> _INSTRUCTIONS TO FOLLOW_
Copy every one of the rows below line for line, with no change to any word, number, or spacing.
___ INPUT DATA ___
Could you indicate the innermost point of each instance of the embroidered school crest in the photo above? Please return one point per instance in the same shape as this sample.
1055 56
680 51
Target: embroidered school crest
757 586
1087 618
___
> _SOLUTION TO THIS TASK_
Could you indicate the innermost point of each instance of the embroidered school crest in the photo above? Please return one point per instance in the same shape as this sample.
1055 56
680 51
Target: embroidered school crest
757 586
1087 618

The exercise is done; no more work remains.